- HOW TO COMPLETE THIS TASK
Answer these questions from the article on e-cigarettes below:
(a) Which medical body says smokers should be offered e-cigarettes to help them quit?
(b) How many pages long is that body's new report?
(c) In what year did the first e-cigarettes go on sale in the UK?

Smokers should be offered and encouraged to use e-cigarettes to help them quit, says a leading medical body.
The UK’s Royal College of Physicians says there is resounding evidence that e-cigarettes are “much safer” than smoking and aid quitting.
With the right checks and measures, vaping could improve the lives of millions of people, it says in a new, 200-page report.
It says fears that e-cigarettes are a gateway to smoking are unfounded.
But, by and large, people who want to use electronic cigarettes will still need to buy them rather than get them on the NHS.
Do e-cigarettes make it harder to stop smoking?
Are e-cigarettes safe?
Should we switch from tobacco to e-cigarettes?
UK doctors can only prescribe e-cigarettes if they have been licensed as a “quit smoking aid” – something that requires strict regulation.
Few manufacturers go down this route and instead sell products to satisfy users’ desire for nicotine without the harmful chemicals produced by tobacco.
Best way to quit?
Sales of e-cigarettes have been rising steadily since the first went on sale in 2007 in the UK.

- LISTED ENTRIES

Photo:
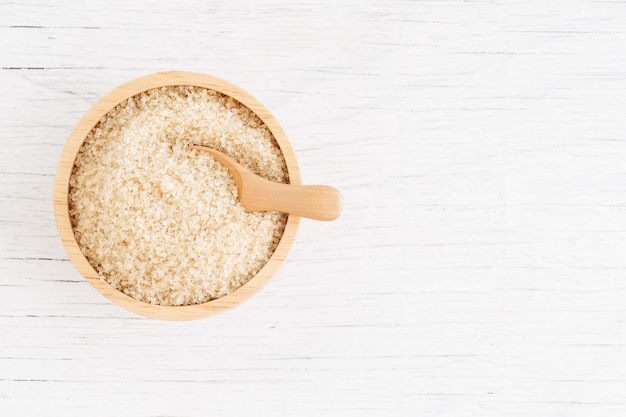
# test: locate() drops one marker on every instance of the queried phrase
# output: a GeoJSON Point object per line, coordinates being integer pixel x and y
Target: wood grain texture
{"type": "Point", "coordinates": [477, 268]}
{"type": "Point", "coordinates": [66, 165]}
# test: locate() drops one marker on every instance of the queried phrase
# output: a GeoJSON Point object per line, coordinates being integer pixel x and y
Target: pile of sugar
{"type": "Point", "coordinates": [161, 222]}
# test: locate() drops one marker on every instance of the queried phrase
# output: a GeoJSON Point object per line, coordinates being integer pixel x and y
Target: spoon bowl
{"type": "Point", "coordinates": [255, 193]}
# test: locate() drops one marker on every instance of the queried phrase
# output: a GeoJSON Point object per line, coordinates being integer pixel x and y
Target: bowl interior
{"type": "Point", "coordinates": [66, 164]}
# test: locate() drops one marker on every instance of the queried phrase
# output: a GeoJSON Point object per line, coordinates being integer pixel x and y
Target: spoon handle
{"type": "Point", "coordinates": [317, 202]}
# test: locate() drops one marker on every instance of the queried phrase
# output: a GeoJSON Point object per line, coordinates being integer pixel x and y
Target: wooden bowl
{"type": "Point", "coordinates": [66, 164]}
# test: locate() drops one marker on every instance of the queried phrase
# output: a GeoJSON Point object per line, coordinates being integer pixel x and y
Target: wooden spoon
{"type": "Point", "coordinates": [318, 202]}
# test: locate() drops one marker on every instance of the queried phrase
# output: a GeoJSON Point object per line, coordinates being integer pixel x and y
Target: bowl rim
{"type": "Point", "coordinates": [66, 165]}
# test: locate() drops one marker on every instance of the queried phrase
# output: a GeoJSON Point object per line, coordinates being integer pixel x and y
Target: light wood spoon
{"type": "Point", "coordinates": [318, 202]}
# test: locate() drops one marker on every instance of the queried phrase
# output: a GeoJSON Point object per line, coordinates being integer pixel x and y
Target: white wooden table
{"type": "Point", "coordinates": [478, 268]}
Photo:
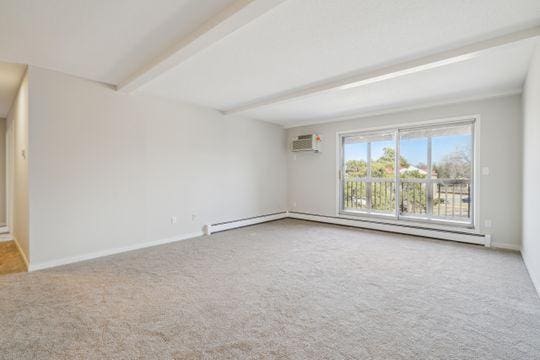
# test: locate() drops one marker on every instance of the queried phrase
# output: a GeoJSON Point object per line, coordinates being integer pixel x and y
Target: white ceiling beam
{"type": "Point", "coordinates": [356, 79]}
{"type": "Point", "coordinates": [238, 14]}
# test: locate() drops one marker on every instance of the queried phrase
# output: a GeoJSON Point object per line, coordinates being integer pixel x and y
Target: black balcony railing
{"type": "Point", "coordinates": [446, 199]}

- TASK RESULT
(a) The UK's Royal College of Physicians
(b) 200 pages
(c) 2007